__The task__
Reproduce word for word the stretch of rows below, from the line containing "Can you find the red" through the final row.

--- Records for this task ---

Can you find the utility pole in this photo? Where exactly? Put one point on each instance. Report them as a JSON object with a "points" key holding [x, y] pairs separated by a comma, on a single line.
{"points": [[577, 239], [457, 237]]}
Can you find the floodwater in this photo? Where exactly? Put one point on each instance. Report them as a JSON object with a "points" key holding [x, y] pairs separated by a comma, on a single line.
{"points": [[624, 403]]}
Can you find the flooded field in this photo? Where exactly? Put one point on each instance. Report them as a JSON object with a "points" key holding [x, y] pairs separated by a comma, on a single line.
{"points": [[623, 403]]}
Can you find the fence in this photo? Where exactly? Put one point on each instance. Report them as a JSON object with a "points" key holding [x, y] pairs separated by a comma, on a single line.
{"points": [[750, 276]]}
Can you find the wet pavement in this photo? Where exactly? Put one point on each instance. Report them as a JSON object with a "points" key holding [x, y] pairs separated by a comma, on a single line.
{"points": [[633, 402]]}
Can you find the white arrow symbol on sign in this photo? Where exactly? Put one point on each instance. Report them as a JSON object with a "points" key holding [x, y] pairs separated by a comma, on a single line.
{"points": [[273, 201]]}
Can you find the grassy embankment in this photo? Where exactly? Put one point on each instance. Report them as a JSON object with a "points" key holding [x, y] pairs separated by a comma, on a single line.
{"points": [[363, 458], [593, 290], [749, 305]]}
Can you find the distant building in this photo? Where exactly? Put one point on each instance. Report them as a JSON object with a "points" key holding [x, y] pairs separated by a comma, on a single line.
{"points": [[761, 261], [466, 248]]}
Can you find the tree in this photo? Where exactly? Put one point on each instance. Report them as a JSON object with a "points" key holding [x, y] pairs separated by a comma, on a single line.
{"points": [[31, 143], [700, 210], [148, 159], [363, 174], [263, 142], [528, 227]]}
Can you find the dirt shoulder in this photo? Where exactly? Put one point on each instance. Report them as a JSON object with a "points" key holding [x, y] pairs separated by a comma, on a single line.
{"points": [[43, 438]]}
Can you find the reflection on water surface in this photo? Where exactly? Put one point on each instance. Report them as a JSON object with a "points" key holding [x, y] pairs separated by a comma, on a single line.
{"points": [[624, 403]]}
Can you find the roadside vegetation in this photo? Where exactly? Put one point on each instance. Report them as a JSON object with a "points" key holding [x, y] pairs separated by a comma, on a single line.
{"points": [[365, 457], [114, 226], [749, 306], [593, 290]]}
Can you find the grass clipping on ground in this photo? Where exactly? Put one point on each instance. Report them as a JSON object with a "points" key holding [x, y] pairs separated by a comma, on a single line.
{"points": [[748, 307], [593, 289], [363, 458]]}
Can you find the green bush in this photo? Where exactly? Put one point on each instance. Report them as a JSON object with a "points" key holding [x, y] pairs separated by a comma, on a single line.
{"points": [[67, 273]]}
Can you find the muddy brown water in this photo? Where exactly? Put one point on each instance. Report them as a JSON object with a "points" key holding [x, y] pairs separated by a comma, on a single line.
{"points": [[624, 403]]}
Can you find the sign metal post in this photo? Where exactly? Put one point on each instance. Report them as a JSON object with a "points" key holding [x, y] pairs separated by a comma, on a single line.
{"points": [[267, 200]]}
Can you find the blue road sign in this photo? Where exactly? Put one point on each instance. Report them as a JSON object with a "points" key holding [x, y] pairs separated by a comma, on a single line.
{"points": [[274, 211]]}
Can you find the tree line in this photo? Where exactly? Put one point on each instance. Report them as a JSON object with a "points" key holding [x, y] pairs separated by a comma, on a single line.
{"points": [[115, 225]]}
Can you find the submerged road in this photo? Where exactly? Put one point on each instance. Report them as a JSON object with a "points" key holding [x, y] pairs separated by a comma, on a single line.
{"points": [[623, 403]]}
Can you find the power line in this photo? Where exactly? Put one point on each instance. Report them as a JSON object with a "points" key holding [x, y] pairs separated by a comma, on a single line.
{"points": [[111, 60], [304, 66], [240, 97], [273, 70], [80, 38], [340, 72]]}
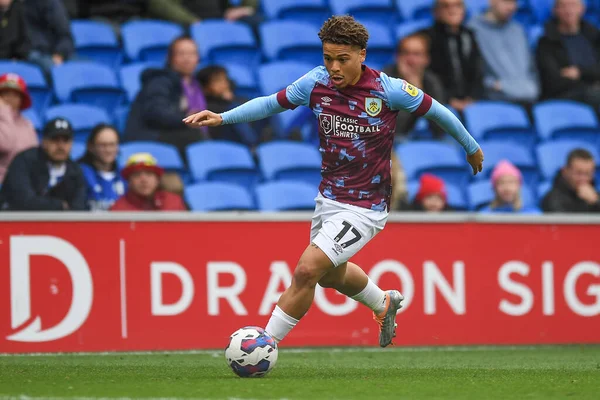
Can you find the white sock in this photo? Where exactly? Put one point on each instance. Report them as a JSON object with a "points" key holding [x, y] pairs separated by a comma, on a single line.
{"points": [[372, 296], [280, 324]]}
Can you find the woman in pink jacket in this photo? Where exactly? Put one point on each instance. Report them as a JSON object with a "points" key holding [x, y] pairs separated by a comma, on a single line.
{"points": [[16, 131]]}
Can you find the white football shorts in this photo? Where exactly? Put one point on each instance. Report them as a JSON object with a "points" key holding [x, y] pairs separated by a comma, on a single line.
{"points": [[341, 230]]}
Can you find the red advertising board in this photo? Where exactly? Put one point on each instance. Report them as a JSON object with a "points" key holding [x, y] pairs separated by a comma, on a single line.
{"points": [[98, 286]]}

---

__Expected answer__
Can you find the red advertising board in this photo? Where exactly? Put one point on each instance. Report them as a JSON object with a "points" key holding [x, y] pairs separated by a comma, on a single line.
{"points": [[98, 286]]}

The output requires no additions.